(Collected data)
BEGIN
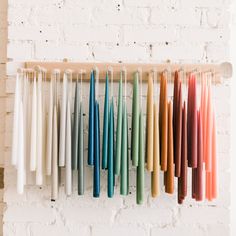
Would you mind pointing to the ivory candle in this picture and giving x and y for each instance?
(63, 122)
(149, 125)
(49, 131)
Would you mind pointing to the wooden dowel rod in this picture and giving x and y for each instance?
(76, 68)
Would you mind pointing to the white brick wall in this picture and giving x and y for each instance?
(128, 30)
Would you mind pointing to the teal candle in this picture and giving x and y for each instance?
(135, 122)
(75, 139)
(81, 152)
(96, 169)
(119, 130)
(124, 154)
(140, 168)
(105, 125)
(110, 179)
(91, 121)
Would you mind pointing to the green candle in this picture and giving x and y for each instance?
(105, 125)
(140, 168)
(135, 121)
(124, 154)
(119, 131)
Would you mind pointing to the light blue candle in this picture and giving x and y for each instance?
(96, 176)
(110, 179)
(105, 125)
(91, 121)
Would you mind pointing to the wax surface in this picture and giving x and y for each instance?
(91, 127)
(149, 125)
(105, 125)
(155, 178)
(119, 130)
(135, 122)
(140, 168)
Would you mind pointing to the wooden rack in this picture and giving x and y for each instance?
(223, 70)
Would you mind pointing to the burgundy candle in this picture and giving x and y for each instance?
(178, 133)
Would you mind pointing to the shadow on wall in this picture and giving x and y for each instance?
(3, 59)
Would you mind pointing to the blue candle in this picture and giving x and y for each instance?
(110, 179)
(105, 125)
(91, 121)
(96, 170)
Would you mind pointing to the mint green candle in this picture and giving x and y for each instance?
(119, 130)
(135, 122)
(124, 154)
(140, 168)
(105, 125)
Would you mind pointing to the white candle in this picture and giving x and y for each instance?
(54, 186)
(39, 169)
(63, 122)
(20, 154)
(49, 131)
(16, 122)
(68, 151)
(33, 144)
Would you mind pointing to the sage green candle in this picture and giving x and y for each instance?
(119, 130)
(135, 122)
(81, 152)
(75, 139)
(124, 154)
(140, 168)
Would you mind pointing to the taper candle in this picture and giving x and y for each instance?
(63, 122)
(91, 127)
(39, 169)
(105, 125)
(20, 161)
(75, 131)
(141, 163)
(149, 125)
(81, 152)
(135, 122)
(164, 123)
(178, 132)
(54, 179)
(33, 144)
(155, 178)
(68, 171)
(119, 130)
(110, 179)
(15, 140)
(169, 186)
(96, 170)
(49, 130)
(124, 154)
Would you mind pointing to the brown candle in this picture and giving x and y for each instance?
(178, 133)
(149, 125)
(155, 182)
(182, 180)
(164, 125)
(169, 185)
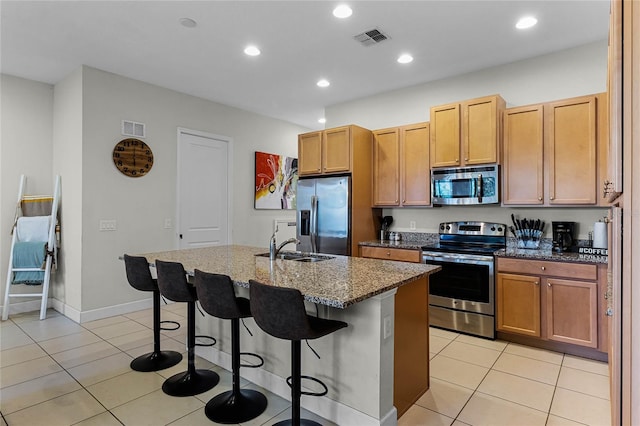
END
WHAT YOU ARE ASKED TO DO »
Your output should consist solely of the lines from the line containing "Would you mind pointing to the brown" through the end of the data above, copied exactly, with images removed.

TASK OUTPUT »
Would you mind pointing to the brown candle in this picture and giving x and y for each instance?
(178, 133)
(149, 125)
(155, 182)
(182, 180)
(164, 125)
(169, 185)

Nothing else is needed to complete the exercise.